Excerpt
----

Satellites see big fishing’s footprint

Scientists use ships’ beacons to track them on high seas

By SETH BORENSTEIN, Associated Press
Published: February 22, 2018, 8:40pm

WASHINGTON — Scientists tag sharks to see where they roam in the high seas, but until now they couldn’t track the seas’ biggest eater: Humans.

By using ships’ own emergency beacons, researchers got the first comprehensive snapshot of industrial fishing’s impacts around the globe. And it’s huge — bigger than scientists thought, according to a new study.

Large-scale commercial fishing covers more than 55 percent of the oceans with the world’s fishing fleet traveling more than 285 million miles a year — three times the distance between Earth and the sun, according to research in Thursday’s journal Science .

Five countries — China, Spain, Taiwan, Japan and South Korea — were responsible for 85 percent of high seas fishing.

“The most mind-blowing thing is just how global an enterprise this is,” said study co-author Boris Worm, a marine biologist at Dalhousie University in Canada. “It’s more like factories that are mass producing product for a global market and less like hunters that are stalking individual prey.”

The fishing patterns were gleaned from 22 billion automated ship safety signals beamed to satellites. Before this, scientists had to rely on a sampling of ships’ logs and observations, which were spotty.

Ships are obeying no-fishing zones and times, although they hover at the edges of marine-protected areas. Fishing tends to drop on holidays including Christmas, New Year’s and the Lunar New Year, researchers found.

China dominates global fishing. Of the 40 million hours that large ships fished in 2016, 17 million hours were by boats under a Chinese flag, according to another study co-author, Stanford marine biologist Barbara Block.

The research shows a heavy use of long-line fishing in the high seas, which tends to catch top predators like tuna, sharks and whales.

Editor’s note: In this story, The Associated Press erroneously included whales among the species caught with long-line fishing.

----

Collected data
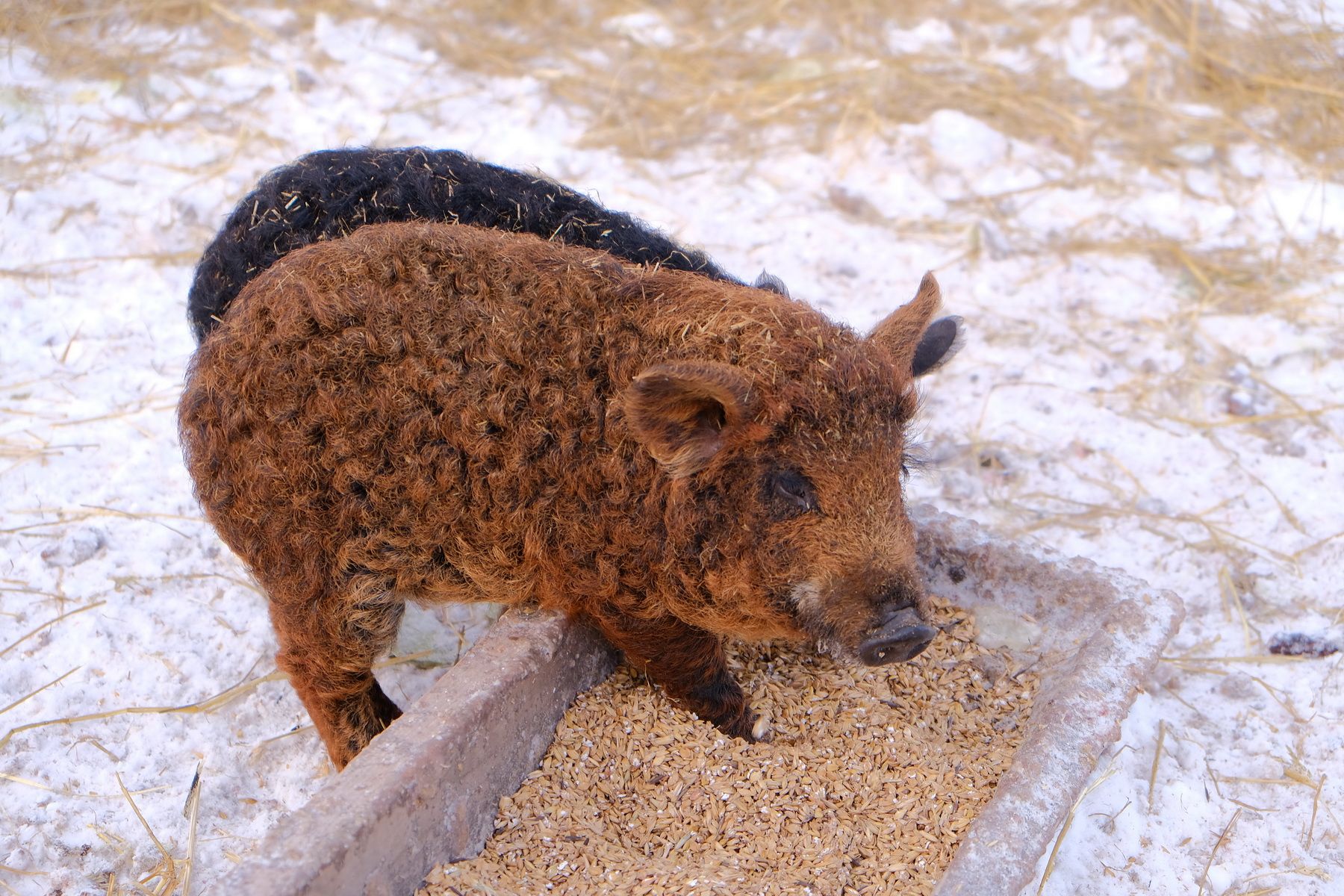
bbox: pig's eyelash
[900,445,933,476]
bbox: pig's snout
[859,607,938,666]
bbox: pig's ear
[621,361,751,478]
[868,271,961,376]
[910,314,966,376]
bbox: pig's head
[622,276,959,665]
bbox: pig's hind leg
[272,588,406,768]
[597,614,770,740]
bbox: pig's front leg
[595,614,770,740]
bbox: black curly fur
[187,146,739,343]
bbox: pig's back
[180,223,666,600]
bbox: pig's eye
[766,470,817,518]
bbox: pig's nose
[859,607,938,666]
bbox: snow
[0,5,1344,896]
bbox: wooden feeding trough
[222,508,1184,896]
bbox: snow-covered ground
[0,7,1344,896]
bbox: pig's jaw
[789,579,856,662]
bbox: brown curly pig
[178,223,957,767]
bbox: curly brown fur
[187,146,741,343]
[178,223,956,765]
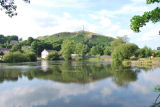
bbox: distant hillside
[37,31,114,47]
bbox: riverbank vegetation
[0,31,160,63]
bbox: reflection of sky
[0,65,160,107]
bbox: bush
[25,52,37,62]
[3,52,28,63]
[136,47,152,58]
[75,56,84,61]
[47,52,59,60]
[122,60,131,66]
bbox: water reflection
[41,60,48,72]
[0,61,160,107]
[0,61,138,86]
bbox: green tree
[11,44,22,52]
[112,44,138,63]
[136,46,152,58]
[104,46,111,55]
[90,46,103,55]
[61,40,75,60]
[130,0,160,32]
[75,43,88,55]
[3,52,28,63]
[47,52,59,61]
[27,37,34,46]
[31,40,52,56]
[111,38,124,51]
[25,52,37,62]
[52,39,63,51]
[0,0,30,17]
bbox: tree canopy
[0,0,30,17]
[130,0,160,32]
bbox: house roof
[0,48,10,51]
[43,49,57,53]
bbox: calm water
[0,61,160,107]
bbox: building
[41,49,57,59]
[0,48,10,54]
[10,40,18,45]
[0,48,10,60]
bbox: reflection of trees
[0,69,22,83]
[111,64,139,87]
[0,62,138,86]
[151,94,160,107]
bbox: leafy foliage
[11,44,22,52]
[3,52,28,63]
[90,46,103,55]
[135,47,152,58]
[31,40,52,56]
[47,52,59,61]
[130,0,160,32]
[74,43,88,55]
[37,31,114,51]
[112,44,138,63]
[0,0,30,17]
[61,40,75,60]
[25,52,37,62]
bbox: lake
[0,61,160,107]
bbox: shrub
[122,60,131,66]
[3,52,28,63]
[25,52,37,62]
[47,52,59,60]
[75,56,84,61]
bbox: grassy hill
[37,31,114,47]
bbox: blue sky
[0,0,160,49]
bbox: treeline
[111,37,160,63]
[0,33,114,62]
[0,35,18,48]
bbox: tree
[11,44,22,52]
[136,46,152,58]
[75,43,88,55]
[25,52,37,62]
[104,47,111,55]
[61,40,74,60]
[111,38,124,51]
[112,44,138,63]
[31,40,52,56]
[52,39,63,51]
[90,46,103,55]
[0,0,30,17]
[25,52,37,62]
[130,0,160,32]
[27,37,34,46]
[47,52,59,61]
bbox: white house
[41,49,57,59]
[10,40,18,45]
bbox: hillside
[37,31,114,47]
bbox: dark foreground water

----

What this task involves
Answer these questions using the article on industrial fishing:
(a) What share of the oceans does large-scale commercial fishing cover?
(b) How many automated ship safety signals were the fishing patterns drawn from?
(c) How many of the 40 million hours that large ships fished in 2016 were by boats under a Chinese flag?
The collected data comes from a separate source and has no connection to the article.

Response to the exercise
(a) More than 55 percent
(b) 22 billion
(c) 17 million hours